Your task - Starting with the line that contains "of the store", reproduce each line through the end of the listing below, with no other output.

Data supplied -
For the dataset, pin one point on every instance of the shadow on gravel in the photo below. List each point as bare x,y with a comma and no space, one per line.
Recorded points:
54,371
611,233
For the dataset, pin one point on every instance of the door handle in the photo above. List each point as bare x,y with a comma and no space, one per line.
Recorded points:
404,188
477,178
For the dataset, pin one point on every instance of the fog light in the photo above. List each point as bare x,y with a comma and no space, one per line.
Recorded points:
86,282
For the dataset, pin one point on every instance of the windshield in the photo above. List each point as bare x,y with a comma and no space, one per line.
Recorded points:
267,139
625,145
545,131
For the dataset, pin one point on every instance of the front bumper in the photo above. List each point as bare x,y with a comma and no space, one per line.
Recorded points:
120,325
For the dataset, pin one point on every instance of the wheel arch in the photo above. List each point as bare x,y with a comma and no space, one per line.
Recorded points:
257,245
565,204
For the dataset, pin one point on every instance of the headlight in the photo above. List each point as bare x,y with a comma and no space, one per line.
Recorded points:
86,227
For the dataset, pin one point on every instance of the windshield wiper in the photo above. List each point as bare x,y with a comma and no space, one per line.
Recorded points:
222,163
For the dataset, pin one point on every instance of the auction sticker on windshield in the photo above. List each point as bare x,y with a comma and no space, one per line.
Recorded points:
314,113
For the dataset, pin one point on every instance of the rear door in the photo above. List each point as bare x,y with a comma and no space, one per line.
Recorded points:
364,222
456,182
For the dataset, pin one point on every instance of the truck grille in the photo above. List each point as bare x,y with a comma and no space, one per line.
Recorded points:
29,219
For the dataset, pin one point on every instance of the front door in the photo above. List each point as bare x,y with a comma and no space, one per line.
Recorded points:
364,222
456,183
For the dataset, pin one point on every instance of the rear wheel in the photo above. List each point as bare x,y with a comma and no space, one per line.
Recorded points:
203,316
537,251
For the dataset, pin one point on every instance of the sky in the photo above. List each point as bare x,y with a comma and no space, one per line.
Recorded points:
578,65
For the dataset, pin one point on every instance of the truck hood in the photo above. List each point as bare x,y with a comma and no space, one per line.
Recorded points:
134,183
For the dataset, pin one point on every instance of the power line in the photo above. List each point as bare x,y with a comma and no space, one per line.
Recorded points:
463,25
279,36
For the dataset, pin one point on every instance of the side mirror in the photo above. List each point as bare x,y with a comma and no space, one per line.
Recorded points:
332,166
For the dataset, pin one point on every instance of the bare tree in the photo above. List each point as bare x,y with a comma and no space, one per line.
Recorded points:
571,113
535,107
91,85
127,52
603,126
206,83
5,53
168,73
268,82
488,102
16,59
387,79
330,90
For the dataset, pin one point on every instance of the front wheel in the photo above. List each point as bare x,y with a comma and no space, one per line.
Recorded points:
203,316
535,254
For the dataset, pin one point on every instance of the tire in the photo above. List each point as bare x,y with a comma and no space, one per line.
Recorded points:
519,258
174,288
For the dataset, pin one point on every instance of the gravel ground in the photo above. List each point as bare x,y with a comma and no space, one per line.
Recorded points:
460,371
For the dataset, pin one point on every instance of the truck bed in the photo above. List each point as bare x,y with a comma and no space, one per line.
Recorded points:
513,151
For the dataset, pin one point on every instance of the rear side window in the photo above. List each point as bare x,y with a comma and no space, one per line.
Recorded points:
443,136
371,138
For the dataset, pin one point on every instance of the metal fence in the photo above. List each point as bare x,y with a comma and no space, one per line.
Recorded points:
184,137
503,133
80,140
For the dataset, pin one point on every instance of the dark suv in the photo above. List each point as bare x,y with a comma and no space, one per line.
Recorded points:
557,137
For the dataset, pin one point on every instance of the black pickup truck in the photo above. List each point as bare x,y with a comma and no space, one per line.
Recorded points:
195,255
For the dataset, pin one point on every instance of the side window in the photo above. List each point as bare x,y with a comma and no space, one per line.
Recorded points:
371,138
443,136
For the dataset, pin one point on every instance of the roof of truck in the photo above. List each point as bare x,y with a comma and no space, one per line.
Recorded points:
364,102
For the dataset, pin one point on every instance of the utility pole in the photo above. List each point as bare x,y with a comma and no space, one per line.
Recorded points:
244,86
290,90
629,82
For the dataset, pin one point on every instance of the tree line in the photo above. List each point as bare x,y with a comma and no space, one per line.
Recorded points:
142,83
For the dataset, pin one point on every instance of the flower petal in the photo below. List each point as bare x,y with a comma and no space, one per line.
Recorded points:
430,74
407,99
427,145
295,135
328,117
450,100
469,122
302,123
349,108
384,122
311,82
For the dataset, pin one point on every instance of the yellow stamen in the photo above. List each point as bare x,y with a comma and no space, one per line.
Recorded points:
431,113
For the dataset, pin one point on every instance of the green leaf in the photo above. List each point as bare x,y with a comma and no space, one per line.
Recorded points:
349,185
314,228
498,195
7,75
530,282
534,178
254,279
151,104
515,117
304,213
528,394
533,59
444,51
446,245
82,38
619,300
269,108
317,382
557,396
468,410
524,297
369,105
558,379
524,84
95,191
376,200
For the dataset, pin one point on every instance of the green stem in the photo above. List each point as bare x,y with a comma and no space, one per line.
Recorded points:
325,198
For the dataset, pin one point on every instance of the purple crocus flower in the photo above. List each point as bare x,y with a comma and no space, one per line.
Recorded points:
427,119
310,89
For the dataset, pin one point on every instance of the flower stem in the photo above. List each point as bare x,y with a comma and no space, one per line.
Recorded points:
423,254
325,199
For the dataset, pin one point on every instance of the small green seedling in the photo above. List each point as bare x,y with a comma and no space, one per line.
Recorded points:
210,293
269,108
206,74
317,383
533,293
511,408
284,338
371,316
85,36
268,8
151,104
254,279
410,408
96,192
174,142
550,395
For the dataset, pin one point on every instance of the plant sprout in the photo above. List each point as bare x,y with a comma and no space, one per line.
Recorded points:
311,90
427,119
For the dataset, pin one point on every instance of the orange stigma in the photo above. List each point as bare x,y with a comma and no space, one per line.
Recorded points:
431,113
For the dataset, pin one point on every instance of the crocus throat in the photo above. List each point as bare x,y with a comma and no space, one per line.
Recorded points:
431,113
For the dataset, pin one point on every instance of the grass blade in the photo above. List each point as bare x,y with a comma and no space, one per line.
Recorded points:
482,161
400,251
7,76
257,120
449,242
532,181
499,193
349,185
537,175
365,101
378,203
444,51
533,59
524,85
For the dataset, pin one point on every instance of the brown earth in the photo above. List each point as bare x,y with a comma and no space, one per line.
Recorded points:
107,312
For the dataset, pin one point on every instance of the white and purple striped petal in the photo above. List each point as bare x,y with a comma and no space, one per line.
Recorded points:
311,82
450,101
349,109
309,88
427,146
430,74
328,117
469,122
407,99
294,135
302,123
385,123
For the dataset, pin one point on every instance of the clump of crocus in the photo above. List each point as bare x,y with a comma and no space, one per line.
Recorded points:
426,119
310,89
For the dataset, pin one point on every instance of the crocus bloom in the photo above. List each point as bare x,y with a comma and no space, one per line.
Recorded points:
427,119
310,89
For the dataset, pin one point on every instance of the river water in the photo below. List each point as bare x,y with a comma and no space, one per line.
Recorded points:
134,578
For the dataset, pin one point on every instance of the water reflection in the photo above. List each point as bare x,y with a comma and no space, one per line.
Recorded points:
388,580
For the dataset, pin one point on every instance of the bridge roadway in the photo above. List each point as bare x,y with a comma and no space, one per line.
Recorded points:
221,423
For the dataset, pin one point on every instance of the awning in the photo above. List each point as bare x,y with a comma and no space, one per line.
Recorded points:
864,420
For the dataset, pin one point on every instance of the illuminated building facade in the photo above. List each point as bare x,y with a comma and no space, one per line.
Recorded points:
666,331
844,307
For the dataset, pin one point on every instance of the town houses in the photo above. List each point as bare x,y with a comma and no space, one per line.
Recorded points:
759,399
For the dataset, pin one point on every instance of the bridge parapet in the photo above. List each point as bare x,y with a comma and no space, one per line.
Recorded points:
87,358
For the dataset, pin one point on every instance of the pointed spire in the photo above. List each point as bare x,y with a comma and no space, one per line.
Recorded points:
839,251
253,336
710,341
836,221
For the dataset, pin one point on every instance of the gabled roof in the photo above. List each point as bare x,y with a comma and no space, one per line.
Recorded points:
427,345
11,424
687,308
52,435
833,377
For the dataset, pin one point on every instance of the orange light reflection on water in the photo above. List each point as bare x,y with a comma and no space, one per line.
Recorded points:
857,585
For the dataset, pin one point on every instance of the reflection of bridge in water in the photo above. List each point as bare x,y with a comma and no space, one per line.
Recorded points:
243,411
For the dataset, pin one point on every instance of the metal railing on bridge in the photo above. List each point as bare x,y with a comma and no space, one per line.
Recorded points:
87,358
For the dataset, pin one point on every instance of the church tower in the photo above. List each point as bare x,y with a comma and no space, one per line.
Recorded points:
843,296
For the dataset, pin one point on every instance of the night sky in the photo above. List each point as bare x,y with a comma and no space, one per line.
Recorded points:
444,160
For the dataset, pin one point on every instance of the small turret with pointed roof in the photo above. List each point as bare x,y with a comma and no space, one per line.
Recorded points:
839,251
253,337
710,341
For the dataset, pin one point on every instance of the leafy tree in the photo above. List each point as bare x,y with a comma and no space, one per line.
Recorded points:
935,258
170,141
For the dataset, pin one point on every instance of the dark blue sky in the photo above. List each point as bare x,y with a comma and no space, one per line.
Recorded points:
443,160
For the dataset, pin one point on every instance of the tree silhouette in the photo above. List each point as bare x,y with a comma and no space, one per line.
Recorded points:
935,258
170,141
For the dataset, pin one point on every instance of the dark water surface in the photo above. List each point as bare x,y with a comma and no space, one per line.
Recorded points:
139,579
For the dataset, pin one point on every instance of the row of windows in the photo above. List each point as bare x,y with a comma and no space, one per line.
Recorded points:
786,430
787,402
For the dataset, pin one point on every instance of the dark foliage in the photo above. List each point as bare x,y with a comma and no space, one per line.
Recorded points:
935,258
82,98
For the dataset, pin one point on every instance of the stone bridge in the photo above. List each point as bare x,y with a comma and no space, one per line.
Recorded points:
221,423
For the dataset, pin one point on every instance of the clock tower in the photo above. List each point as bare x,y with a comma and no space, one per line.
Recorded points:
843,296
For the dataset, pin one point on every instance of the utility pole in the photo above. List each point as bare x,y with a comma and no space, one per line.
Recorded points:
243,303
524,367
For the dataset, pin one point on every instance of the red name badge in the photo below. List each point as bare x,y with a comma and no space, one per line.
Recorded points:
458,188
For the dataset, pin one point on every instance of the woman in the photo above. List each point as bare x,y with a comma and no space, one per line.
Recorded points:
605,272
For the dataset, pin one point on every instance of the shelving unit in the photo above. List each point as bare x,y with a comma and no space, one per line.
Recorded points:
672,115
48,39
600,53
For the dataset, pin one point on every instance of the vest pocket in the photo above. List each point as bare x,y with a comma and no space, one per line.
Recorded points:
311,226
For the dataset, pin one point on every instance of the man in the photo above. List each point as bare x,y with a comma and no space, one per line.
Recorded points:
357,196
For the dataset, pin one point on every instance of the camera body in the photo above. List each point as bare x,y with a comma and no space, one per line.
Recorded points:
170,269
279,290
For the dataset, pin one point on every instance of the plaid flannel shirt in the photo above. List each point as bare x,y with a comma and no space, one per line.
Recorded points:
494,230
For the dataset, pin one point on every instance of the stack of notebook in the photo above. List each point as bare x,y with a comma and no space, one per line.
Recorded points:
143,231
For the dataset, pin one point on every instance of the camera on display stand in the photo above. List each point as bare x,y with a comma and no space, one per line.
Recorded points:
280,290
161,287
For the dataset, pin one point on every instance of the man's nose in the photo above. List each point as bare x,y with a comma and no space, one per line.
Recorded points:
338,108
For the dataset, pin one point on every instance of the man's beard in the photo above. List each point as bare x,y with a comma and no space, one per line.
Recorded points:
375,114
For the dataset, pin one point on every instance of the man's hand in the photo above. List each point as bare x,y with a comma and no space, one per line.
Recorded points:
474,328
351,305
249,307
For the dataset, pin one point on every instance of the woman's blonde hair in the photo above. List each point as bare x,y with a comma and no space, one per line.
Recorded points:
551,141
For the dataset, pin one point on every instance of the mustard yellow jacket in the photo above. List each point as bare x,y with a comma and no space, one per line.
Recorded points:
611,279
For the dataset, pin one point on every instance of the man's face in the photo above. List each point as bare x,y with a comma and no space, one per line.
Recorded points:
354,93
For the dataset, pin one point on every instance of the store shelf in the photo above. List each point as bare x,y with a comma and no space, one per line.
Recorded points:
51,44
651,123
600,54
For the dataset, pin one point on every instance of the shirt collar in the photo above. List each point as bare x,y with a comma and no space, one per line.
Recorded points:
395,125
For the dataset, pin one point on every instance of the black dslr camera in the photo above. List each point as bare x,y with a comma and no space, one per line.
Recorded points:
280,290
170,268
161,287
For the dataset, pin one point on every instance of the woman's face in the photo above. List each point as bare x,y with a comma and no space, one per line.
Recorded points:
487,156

Output for this exercise -
For the dataset, pin one point on every instance of the store shelf in the photo above. List each point as bare x,y with a comma and no space, one per line.
Recorded points:
51,44
651,123
600,54
For the dataset, pin one point on every instance of the shirt collar in the photo above. List each point as bare x,y with a comma and no space, one per line.
Recorded points:
395,125
For the dataset, pin one point on every instance of the black dslr camera in the photo above. List each point as bare x,y with a comma and no space, one per line.
Recorded points:
280,290
170,268
161,287
For the dataset, pin one point on every instance of the woman's face in the photo above. List each point as bare x,y with a comma and no space, one per line.
Recorded points:
487,156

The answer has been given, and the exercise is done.